→ **SHORT TASK A**:
Answer these questions using the z/VM Ansible description:
(i) Which command do the modules use, making Feilong zthin a requirement?
(ii) On what must the Linux virtual machine be running?
(iii) Where does the project aim to have the modules added as official modules?
→ **SHORT TASK B**: Extend the z/VM Ansible description, picking up after its final sentence.

→ **EXCERPTED PASSAGE**:
— START —

/zvm_ansible

Primary LanguageShellApache License 2.0Apache-2.0

zvm_ansible

A set of ansible modules, roles, and playbooks for managing z/VM via SMAPI and zthin. These modules requre a Linux virtual machine running on the target z/VM LPAR. The Linux target virtual machine must be authorized to issue SMAPI commands. The Linux target virtual machine must have Feilong zthin installed since the modules use the smcli command. If you are also an IBM Cloud Infrastructure Center user, you can simply use the existing ICIC Compute node that runs on each managed z/VM LPAR.

design

The modules are currently being developed as an ansible collection at https://github.ibm.com/rjbrenn/zvm_ansible_collection
Our objective is to get these added to ansible galaxy as official modules at some point - this repo of playbooks, roles, and examples will be expanded as we add function to the collection.

— END —

→ **RAW DATA**:
— START —

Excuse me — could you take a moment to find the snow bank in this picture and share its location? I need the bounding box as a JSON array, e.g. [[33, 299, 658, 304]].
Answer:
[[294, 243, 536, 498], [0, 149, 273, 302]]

— END —

→ **WRITTEN REPLY A**:
(i) The smcli command.
(ii) On the target z/VM LPAR.
(iii) Ansible galaxy.

→ **WRITTEN REPLY B**:
They are kinda a 1:1 wrapper around a pair of create/delete SMAPI calls or virtual RDR management commands.

You'll end up with a configuration that looks like this: diagram of ansible call path to zvm smapi

When you run the ansible playbooks the rendered python will get pushed to a Linux machine running in the target z/VM partition. The python runs there in that target Linux machine, and in turn uses smcli commands to talk to the SMAPI subsystem in z/VM. Since we are running our rendered python on something other than the desired resultant Linux Virtual Machine in z/VM we use the ansible_host to direct ansible to run our modules on that Linux management system.

You can create a group of linux virtual machines using the following flow:

  • Create a set of new virtual machines using zvm_user.py
  • Adjust the settings of the above virtual machines as desired using zvm_update_user.py
  • Create a set of new empty disks of various sizes for the above virtual machines using zvm_minidisk.py
    • or: Clone an existing gold image into the above virtual machines using zvm_clone_disk.py
  • Direct the new virtual machines to empty their virtual RDR with zvm_reader_empty.py
  • Send new network firstboot scripts to the new virtual machines RDRs with zvm_fileto_reader.py
  • Start the new virtual machines up with zvm_startstop_user.py

Its also possible to spawn openshift clusters using the above overall approach.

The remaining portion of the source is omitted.